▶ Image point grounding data
= = = = =

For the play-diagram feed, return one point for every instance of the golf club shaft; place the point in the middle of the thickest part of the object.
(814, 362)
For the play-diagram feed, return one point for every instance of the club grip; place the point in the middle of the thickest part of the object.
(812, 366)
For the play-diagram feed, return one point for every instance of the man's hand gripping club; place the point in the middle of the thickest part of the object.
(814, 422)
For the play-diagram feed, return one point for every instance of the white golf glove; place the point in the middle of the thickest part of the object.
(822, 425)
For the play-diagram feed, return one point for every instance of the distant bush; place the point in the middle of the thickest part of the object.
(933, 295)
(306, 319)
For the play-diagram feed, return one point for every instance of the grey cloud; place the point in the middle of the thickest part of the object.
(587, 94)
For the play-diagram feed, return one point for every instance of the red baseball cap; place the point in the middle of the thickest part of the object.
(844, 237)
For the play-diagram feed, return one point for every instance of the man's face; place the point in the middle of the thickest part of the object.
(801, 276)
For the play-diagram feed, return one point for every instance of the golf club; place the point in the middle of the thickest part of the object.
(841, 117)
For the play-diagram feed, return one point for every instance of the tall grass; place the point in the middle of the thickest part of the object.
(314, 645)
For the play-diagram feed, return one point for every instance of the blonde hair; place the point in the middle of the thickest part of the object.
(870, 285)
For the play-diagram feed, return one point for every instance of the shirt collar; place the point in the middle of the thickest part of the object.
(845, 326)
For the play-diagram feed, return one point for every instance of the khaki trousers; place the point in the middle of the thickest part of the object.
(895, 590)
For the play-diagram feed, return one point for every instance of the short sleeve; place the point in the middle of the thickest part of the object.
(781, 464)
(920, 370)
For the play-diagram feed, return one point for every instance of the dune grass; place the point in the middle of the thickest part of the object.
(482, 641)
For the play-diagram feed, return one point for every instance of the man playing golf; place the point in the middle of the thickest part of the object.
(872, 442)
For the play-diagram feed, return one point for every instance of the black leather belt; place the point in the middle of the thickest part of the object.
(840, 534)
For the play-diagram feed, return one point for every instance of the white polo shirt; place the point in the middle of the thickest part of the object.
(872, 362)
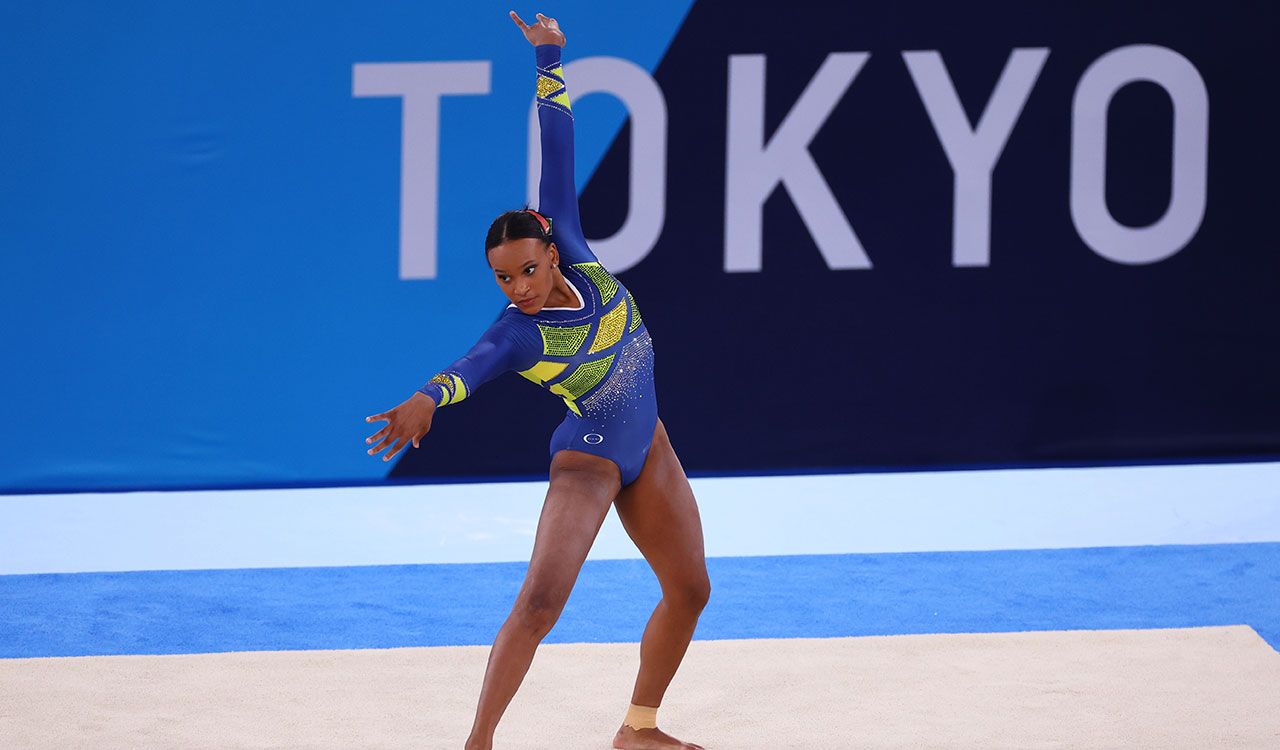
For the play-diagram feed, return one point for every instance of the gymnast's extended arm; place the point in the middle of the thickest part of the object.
(506, 346)
(557, 195)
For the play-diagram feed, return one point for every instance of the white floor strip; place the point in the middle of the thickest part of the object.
(741, 516)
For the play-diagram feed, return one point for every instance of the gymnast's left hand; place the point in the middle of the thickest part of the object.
(406, 424)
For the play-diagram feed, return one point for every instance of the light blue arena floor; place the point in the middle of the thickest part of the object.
(170, 612)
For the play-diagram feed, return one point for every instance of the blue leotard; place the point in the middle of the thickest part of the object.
(597, 356)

= = = = =

▶ Work item
Because only the text is wanted, repeat all the entries exactly and leave out the pictures.

▶ Response to the exercise
For the play-diagram feed, return one point for every instance of the golf club shaft; place the point in the middle of the thickest part of the object.
(814, 362)
For the play-diagram feed, return one point for every instance of the club grip; place the point in the middle of the thickest part of the object.
(812, 366)
For the play-diagram feed, return one point for every instance of the man's hand gripping club; place the point in the middle of the thickest part of the object.
(814, 422)
For the play-diagram feed, return one point for every instance of the white golf glove; place the point in the middle of the thickest part of the object.
(822, 425)
For the play-diagram feed, return one point for every instance of the distant bush; place the point in the middle of the thickest part of the object.
(933, 295)
(306, 319)
For the play-diagram feed, return one point for every instance of the grey cloud; place the point in the middle of the thickest part of the object.
(587, 94)
For the play-diagram feed, return one point for every instance of the red baseball cap; place the point in the middle of the thickest part of the object.
(844, 237)
For the play-diagram feed, return one point for every instance of the man's face; place the point in the middle of the thickest part of the object.
(801, 276)
For the play-diagram feed, return one point for every instance of the golf club; place the point in the middle of the thickest part of the object.
(841, 117)
For the play-diagram feed, return one point for every instance of the tall grass; place the point in the middle of the thickest part of the object.
(314, 645)
For the play-diagram feed, return one point for every instance of the blonde hair; place the point in the middle of the thickest part of the object.
(870, 285)
For the play-diagram feed, return one point for every instance of the shirt collar; place the point in the middle of the thickest part of the object.
(845, 326)
For the play-diagram feed, return one point for every instance of the khaki trousers; place the point in the middle of the thickest part of the object.
(895, 590)
For the play-diagram feed, return one point for every instance of the short sleeve; place the point in the middle of the thickest part of the object.
(781, 464)
(920, 370)
For the play-diagram feed, return one point for every instance of the dune grass; place the point in the middle of the thickest part of the object.
(482, 641)
For the play-diagram feed, return one point for every instance of the man playing golf; place the point in the middle of the thickest part of the object.
(872, 442)
For the play-diagram feed, return one point for every instance of the black leather belt; place the point in the middle of the thickest part of the object.
(840, 534)
For the play-diagram feed, return one point for every instance of the white polo shirt; place the point in the middle of the thickest part of the object.
(872, 362)
For the play-diagram feed, return one point for every instance of the gymnast's extended arm; place the point in the middle of the thickest part of the object.
(506, 346)
(557, 195)
For the play-diagram feed, return one point for every instance of the white floor strip; place the point in the middle of the thickest part of the object.
(741, 516)
For the play-diagram feed, return one point for every instance of the gymnast's left hand; place the point in the middle of the thickest part of the object.
(406, 424)
For the play-diagram feed, return one point for every instance of the light blue arena floor; place the point in the middle of the thickest part of the object.
(170, 612)
For the play-diagram feed, return one point for every instance of the blue leotard; place the point in the middle of the thickest part of the object.
(597, 356)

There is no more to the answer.